**Your objective:** How many lines in the entries below contain the word "flower"? Reply with the number alone.

--- START OF Data provided ---

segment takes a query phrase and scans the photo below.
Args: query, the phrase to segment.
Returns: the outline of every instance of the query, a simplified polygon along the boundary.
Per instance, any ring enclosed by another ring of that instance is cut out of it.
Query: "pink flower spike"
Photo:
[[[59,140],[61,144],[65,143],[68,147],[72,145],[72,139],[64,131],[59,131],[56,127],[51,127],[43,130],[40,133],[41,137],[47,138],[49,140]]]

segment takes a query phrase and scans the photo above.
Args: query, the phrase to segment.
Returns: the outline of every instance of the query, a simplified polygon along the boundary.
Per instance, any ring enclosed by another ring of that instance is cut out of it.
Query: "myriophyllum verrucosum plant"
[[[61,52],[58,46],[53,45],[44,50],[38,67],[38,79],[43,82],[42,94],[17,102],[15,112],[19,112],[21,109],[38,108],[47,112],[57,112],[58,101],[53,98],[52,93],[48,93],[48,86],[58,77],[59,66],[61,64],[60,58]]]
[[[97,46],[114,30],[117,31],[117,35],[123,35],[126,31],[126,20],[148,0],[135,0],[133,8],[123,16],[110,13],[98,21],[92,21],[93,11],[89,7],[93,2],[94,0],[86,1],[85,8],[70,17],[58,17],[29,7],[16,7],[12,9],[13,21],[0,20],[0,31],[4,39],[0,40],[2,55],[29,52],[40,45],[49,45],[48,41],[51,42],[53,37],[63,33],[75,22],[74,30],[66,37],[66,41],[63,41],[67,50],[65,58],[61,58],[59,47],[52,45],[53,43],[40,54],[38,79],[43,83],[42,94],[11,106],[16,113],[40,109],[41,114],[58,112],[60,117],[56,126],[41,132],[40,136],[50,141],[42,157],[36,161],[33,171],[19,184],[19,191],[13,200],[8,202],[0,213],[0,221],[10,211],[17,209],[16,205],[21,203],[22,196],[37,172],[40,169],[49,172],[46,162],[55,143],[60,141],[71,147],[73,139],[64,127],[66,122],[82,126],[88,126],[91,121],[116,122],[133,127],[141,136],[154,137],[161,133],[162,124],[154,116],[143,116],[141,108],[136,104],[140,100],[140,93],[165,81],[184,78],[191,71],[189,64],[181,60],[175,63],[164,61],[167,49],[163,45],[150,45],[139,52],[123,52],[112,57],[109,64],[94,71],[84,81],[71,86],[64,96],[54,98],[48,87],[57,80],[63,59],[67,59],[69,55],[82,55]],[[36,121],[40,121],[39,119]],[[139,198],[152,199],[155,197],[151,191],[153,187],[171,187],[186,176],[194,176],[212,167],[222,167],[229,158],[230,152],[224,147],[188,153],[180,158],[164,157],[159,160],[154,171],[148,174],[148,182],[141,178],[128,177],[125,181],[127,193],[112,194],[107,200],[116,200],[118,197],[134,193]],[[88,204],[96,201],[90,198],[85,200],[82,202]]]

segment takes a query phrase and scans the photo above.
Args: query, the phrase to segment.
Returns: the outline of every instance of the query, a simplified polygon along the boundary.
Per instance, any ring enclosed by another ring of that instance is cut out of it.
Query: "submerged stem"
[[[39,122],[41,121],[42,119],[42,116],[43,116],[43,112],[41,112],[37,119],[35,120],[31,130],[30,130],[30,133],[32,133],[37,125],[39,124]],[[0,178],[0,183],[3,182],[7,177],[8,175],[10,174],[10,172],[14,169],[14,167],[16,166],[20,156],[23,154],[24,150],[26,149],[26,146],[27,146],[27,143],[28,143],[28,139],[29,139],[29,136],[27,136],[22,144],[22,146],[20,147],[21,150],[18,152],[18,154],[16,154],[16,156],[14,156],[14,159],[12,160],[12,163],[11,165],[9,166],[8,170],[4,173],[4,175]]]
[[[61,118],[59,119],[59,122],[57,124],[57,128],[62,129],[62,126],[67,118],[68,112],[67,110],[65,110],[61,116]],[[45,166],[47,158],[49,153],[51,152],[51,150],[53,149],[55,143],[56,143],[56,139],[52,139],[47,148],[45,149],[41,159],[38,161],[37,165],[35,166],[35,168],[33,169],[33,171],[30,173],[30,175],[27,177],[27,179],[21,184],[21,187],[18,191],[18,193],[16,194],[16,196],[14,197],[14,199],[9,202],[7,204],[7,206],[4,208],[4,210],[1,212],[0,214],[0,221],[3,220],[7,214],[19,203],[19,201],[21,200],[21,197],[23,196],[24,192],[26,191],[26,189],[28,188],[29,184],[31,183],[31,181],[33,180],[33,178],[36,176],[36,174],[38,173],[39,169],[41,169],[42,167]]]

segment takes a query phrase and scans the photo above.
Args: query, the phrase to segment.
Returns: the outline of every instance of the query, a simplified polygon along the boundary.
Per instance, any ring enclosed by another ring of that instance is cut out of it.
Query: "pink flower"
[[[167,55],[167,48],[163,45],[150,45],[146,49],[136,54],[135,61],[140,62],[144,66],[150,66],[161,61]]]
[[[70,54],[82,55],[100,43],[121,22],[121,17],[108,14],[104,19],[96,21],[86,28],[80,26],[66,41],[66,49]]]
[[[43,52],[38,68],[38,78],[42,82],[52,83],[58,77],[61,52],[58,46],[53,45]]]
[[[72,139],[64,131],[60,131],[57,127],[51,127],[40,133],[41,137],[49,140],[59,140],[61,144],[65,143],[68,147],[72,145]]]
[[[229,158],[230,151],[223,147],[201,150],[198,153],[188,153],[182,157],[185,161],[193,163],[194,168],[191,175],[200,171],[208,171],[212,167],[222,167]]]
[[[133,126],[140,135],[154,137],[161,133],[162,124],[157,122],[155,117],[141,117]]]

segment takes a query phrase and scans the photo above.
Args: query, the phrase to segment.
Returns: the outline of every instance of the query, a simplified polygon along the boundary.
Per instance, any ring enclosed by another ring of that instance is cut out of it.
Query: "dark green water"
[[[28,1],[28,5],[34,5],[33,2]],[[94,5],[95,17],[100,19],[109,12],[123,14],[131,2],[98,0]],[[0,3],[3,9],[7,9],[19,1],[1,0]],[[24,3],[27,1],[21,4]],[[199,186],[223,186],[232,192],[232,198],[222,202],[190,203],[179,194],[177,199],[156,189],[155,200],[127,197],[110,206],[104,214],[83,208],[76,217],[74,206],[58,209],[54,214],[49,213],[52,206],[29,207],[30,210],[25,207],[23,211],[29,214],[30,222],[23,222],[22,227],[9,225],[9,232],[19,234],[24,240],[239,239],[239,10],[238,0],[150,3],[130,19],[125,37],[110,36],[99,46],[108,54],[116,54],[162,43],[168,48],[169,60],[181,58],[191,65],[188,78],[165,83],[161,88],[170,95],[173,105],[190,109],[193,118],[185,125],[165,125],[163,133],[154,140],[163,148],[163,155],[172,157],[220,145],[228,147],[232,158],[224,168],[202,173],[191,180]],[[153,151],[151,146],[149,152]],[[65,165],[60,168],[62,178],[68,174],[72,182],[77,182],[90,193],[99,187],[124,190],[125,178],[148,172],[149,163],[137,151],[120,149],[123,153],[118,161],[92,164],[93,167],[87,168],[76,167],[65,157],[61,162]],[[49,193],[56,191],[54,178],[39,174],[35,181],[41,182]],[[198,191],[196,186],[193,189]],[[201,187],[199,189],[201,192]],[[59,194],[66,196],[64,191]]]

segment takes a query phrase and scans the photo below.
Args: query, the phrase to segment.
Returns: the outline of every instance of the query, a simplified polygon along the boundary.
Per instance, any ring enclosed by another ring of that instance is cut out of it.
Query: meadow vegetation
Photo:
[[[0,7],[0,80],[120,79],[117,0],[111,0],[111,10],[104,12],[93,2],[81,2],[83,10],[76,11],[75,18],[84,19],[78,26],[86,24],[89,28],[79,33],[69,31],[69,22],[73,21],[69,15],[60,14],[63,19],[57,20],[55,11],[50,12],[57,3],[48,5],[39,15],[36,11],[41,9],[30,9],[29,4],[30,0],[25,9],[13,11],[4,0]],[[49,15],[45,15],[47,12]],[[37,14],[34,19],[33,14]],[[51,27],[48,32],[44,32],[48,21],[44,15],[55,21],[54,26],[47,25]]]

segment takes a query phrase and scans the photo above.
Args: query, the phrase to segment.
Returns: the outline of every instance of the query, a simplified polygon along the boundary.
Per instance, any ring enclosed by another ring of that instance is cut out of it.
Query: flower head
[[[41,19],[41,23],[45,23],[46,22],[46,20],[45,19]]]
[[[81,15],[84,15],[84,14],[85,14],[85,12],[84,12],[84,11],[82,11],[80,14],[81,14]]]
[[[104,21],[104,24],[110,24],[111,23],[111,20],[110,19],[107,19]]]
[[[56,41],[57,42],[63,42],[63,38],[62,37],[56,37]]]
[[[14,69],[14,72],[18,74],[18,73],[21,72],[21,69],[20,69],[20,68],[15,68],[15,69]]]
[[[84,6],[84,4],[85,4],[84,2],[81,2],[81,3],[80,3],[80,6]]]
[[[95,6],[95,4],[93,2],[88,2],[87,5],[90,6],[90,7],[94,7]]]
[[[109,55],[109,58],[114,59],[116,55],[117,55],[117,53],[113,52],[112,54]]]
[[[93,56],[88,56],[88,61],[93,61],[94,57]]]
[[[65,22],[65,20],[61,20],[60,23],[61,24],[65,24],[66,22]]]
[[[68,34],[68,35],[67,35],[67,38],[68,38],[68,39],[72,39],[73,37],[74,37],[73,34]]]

--- END OF Data provided ---

**Reply to the task:** 3